=== Section Start ===

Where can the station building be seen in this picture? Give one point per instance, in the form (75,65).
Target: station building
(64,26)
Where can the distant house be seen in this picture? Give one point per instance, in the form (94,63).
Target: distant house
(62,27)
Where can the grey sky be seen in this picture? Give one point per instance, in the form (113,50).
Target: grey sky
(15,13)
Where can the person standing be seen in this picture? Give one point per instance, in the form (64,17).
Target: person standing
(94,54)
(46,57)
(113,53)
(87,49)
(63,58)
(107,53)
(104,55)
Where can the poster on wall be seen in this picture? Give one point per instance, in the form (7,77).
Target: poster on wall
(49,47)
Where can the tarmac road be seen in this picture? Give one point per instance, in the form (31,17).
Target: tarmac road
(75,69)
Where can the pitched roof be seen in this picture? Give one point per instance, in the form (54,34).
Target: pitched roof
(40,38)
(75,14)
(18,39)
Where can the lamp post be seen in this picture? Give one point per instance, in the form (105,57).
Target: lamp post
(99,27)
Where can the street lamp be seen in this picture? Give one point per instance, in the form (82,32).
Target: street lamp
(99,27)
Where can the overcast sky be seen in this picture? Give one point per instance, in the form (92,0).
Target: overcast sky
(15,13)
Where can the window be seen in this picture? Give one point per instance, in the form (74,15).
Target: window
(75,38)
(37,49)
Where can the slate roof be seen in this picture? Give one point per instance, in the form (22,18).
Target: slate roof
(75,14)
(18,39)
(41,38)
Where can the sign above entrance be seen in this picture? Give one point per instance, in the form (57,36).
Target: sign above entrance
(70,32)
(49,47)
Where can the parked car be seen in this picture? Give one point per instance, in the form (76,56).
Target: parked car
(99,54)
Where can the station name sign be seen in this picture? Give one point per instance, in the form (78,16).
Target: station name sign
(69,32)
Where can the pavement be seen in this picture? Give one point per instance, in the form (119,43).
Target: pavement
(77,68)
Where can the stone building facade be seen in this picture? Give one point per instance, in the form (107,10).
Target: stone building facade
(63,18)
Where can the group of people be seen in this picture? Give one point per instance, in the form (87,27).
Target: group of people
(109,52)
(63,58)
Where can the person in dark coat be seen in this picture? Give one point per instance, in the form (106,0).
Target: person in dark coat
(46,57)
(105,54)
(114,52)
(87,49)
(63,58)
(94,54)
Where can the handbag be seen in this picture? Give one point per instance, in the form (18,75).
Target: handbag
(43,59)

=== Section End ===

▸ **Exercise objective**: Set down precisely the lines above between the line holding "Target: stone building facade" and the line holding "Where can the person in", inclusive, and nothing beyond them.

▸ **Solution**:
Target: stone building facade
(63,18)
Where can the group of people be seen in this picture? Give one point per instance, in the form (87,27).
Target: group of people
(109,52)
(63,58)
Where can the person in dark coat be seen in this picture? Give one point per instance, in the form (106,0).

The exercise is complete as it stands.